STATED PROBLEM = Return all of the lines below exactly as they are.

DATA FOR PROCESSING =
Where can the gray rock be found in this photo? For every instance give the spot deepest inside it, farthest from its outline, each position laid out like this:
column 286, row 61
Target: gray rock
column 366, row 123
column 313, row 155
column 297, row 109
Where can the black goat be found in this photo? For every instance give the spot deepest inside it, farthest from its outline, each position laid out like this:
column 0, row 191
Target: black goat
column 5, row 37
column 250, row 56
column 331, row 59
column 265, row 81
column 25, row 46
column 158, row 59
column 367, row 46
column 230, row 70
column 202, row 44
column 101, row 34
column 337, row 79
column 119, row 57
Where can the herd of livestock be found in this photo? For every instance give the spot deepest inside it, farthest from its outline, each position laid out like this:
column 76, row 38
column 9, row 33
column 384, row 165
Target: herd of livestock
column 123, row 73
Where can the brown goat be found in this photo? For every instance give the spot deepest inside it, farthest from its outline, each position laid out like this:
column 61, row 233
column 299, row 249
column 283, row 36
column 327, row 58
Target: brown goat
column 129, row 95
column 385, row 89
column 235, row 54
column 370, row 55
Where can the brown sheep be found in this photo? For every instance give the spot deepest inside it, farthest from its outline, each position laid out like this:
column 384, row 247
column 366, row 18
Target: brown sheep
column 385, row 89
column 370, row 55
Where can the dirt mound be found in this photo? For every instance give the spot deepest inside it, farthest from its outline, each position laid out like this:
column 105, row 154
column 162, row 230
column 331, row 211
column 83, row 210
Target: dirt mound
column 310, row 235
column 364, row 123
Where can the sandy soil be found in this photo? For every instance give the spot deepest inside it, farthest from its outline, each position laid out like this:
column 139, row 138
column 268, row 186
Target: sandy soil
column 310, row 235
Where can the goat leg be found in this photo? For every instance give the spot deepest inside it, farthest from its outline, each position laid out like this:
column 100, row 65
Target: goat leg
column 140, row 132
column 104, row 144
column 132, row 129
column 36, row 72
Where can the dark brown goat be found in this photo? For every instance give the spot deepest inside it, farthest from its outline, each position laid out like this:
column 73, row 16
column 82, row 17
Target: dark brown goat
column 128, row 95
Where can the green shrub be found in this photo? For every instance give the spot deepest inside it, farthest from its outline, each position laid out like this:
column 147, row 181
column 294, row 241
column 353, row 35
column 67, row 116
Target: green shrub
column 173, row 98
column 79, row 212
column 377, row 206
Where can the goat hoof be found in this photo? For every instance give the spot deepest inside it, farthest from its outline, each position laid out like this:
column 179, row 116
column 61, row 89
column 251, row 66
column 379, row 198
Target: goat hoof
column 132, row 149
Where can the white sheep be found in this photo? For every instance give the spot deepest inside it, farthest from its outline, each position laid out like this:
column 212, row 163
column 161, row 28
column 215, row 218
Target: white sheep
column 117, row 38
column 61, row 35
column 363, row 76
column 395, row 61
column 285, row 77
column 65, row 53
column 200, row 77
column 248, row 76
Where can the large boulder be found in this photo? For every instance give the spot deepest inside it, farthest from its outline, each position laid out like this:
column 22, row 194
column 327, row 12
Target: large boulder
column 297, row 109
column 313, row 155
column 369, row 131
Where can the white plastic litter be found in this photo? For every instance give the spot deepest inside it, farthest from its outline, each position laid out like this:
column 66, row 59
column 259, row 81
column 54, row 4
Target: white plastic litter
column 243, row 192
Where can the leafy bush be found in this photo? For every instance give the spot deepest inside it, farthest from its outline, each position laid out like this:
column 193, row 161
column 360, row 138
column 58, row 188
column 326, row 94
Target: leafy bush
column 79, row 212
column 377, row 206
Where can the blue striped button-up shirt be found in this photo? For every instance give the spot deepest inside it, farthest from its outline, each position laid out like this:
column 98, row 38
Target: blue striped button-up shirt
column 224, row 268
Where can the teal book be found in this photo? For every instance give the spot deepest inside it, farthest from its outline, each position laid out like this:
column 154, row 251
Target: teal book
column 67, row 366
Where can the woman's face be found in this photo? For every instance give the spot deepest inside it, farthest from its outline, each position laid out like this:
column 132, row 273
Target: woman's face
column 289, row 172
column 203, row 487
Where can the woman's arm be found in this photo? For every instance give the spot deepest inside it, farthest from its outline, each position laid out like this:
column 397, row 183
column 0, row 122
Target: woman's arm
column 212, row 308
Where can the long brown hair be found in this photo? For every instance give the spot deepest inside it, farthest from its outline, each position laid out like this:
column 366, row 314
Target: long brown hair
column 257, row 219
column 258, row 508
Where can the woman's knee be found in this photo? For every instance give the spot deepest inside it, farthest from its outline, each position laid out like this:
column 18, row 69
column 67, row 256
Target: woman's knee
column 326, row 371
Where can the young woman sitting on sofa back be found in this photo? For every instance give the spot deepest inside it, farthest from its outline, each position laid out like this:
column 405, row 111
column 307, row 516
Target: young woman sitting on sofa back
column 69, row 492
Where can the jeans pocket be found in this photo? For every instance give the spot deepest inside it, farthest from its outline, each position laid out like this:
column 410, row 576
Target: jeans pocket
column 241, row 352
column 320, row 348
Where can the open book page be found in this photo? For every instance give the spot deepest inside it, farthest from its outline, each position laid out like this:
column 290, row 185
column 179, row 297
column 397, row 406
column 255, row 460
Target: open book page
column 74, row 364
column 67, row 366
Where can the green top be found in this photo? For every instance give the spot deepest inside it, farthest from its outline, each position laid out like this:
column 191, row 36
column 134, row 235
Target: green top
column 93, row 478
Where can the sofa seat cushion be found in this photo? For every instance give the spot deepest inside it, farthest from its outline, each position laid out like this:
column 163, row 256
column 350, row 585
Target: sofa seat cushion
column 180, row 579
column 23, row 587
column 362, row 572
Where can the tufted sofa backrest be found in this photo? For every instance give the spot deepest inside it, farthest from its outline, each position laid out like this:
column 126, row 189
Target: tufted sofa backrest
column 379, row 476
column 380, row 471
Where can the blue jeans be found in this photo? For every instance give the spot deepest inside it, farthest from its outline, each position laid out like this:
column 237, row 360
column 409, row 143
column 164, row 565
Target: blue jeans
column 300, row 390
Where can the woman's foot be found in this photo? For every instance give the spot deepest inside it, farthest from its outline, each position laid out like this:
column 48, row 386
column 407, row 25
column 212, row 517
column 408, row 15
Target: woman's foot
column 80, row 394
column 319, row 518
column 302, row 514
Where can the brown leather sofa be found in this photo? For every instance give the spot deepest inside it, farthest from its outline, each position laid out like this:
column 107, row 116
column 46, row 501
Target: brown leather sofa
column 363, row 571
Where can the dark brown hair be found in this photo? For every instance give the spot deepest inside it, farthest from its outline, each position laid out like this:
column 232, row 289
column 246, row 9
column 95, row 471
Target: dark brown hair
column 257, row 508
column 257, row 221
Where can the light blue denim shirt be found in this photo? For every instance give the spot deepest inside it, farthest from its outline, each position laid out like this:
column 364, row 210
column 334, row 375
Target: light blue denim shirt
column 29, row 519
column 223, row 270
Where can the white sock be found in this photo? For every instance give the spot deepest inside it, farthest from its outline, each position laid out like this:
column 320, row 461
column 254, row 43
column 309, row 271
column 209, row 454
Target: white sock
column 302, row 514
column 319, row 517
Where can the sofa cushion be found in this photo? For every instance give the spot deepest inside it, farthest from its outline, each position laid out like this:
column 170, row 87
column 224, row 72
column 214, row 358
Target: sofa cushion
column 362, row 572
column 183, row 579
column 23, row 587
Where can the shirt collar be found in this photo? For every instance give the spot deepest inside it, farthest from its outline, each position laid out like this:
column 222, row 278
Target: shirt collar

THE RESULT =
Where can the gray rock be found in this photo? For every instance give the spot deepest inside it, farthest from its outline, each position laid out like this:
column 286, row 61
Target: gray rock
column 366, row 123
column 313, row 155
column 297, row 109
Where can the black goat be found in this photo? For every instance give the spot deepest inside it, farthest from its outline, each position laid out like this:
column 0, row 191
Target: black goat
column 5, row 37
column 250, row 56
column 331, row 59
column 265, row 81
column 25, row 46
column 158, row 59
column 367, row 46
column 230, row 70
column 202, row 44
column 101, row 34
column 337, row 79
column 119, row 57
Where can the herd of livestock be found in this photo? For every instance give the spot deepest inside it, farthest from its outline, each position laid out like this:
column 76, row 38
column 9, row 33
column 384, row 165
Target: herd of livestock
column 123, row 73
Where can the brown goat be found in this photo? For every instance give the spot deepest inside it, farthest from its outline, each position laid out like this:
column 61, row 233
column 299, row 249
column 283, row 36
column 327, row 58
Target: brown goat
column 129, row 95
column 385, row 89
column 235, row 54
column 370, row 55
Where can the brown sheep be found in this photo? For every instance give the spot deepest inside it, farthest from its outline, each position laid out like this:
column 384, row 247
column 366, row 18
Target: brown sheep
column 385, row 89
column 370, row 55
Where can the dirt mound be found in this photo? For every instance give the spot deepest inside it, farthest from its outline, each position laid out like this:
column 105, row 154
column 162, row 230
column 331, row 211
column 83, row 210
Target: dirt mound
column 310, row 235
column 364, row 123
Where can the sandy soil be found in this photo? For every instance give the spot deepest inside it, farthest from its outline, each position laid out like this:
column 139, row 138
column 268, row 186
Target: sandy soil
column 310, row 235
Where can the goat leg be found in this photo? For every instance give the spot deepest inside it, farthest from its outline, each position laid out like this:
column 100, row 65
Target: goat leg
column 140, row 132
column 104, row 144
column 132, row 129
column 36, row 72
Where can the dark brown goat be found in this photo? For every instance give the spot deepest inside it, farthest from its outline, each position laid out like this:
column 73, row 16
column 82, row 17
Target: dark brown goat
column 128, row 95
Where can the green shrub be found in this photo? For every instance give the spot deepest inside it, farthest from its outline, each position laid out like this:
column 147, row 181
column 294, row 241
column 353, row 35
column 67, row 116
Target: green shrub
column 173, row 98
column 79, row 212
column 377, row 206
Where can the goat hoof be found in this photo? For every instance give the spot deepest inside it, farthest from its outline, each position laid out like this:
column 179, row 116
column 61, row 89
column 251, row 66
column 379, row 198
Target: goat hoof
column 132, row 149
Where can the white sheep be found in this photo? For every instance give the spot deepest inside it, farthest from its outline, each position laid out like this:
column 212, row 163
column 161, row 28
column 215, row 218
Target: white sheep
column 117, row 38
column 61, row 35
column 363, row 76
column 395, row 61
column 285, row 77
column 65, row 53
column 200, row 77
column 248, row 76
Where can the large boulder be found in this photo? For every instance give the spot deepest inside it, farthest from its outline, each position laid out like this:
column 22, row 194
column 327, row 12
Target: large boulder
column 297, row 109
column 313, row 155
column 369, row 131
Where can the white plastic litter be found in this photo? For every instance give the spot deepest inside it, farthest from its outline, each position laid out like this:
column 66, row 59
column 259, row 81
column 54, row 4
Target: white plastic litter
column 243, row 192
Where can the leafy bush be found in this photo? For every instance give the spot deepest inside it, farthest from its outline, each position laid out like this:
column 193, row 161
column 360, row 138
column 58, row 188
column 326, row 94
Target: leafy bush
column 79, row 212
column 377, row 206
Where can the blue striped button-up shirt be found in this photo? For every instance give the spot deepest inside it, farthest from its outline, each position laid out like this:
column 98, row 38
Target: blue striped button-up shirt
column 224, row 268
Where can the teal book be found in this photo? For every instance give the spot deepest inside it, farthest from its outline, each position laid out like this:
column 154, row 251
Target: teal book
column 67, row 366
Where can the woman's face be found in this photo? For every instance give the spot deepest inside it, farthest from its outline, each position laid out like this:
column 132, row 273
Target: woman's face
column 289, row 172
column 203, row 487
Where can the woman's arm be found in this photo? For every instance give the spot deepest inside it, farthest from its outline, each position laid out like this:
column 397, row 183
column 0, row 122
Target: woman's arm
column 212, row 308
Where can the long brown hair be found in this photo? For every instance give the spot deepest inside it, farthest from its outline, each position laid out like this:
column 366, row 314
Target: long brown hair
column 257, row 219
column 258, row 508
Where can the woman's knee be found in this photo? For every instance give the spot deepest inside it, farthest from its outline, each position laid out like this:
column 18, row 69
column 67, row 256
Target: woman's knee
column 326, row 371
Where can the young woman sitting on sofa back be found in this photo? For every instance give the spot deepest inside it, farthest from its outline, each position laid out like this:
column 405, row 111
column 307, row 516
Target: young woman sitting on sofa back
column 69, row 492
Where can the jeans pocket be found in this photo? For every instance give the spot deepest inside it, farthest from its outline, each position laid out like this:
column 410, row 576
Target: jeans pocket
column 241, row 352
column 320, row 348
Where can the open book page be found in this photo? For every instance give the spot deepest inside it, farthest from its outline, each position laid out like this:
column 290, row 185
column 179, row 297
column 397, row 406
column 255, row 460
Target: open book page
column 74, row 364
column 67, row 366
Where can the green top be found in this photo? For every instance give the spot deepest inside it, farthest from its outline, each position laid out like this:
column 191, row 36
column 134, row 235
Target: green top
column 93, row 478
Where can the sofa seat cushion be found in this photo? For every instance give the spot deepest inside it, farthest from its outline, each position laid out like this:
column 163, row 256
column 350, row 585
Target: sofa seat cushion
column 180, row 579
column 23, row 587
column 362, row 572
Where can the tufted sofa backrest be found in this photo? For every instance give the spot deepest inside it, farthest from its outline, each position laid out like this:
column 126, row 189
Target: tufted sofa backrest
column 379, row 476
column 380, row 471
Where can the blue jeans be found in this photo? For every instance give the spot deepest inside it, farthest from its outline, each position laid out like this:
column 237, row 360
column 409, row 143
column 164, row 565
Target: blue jeans
column 300, row 390
Where can the woman's foot be found in this photo? For every instance give the spot deepest inside it, farthest from its outline, each position laid out like this:
column 48, row 386
column 407, row 25
column 212, row 517
column 408, row 15
Target: woman's foot
column 80, row 394
column 319, row 518
column 302, row 514
Where can the brown leather sofa be found in this photo? For every instance give the spot deepest inside it, farthest from its outline, each position laid out like this:
column 107, row 116
column 46, row 501
Target: brown leather sofa
column 363, row 571
Where can the dark brown hair be found in this photo? For every instance give the spot deepest inside it, farthest from its outline, each position laid out like this:
column 232, row 289
column 246, row 9
column 95, row 471
Target: dark brown hair
column 257, row 508
column 257, row 221
Where can the light blue denim shirt be found in this photo? For every instance give the spot deepest inside it, farthest from its outline, each position laid out like this:
column 364, row 210
column 334, row 375
Target: light blue denim shirt
column 29, row 519
column 223, row 270
Where can the white sock be found in this photo? For every instance give the spot deepest inside it, farthest from its outline, each position laid out like this:
column 320, row 461
column 254, row 43
column 309, row 271
column 209, row 454
Target: white sock
column 302, row 514
column 319, row 517
Where can the sofa cushion be found in this photo? For every instance give the spot deepest inside it, farthest from its outline, each position laid out like this:
column 170, row 87
column 224, row 72
column 214, row 358
Target: sofa cushion
column 362, row 572
column 183, row 579
column 23, row 587
Where can the shirt collar be found in this photo? For every instance give the spot deepest inside it, farthest from its outline, each position laid out like this:
column 222, row 278
Target: shirt collar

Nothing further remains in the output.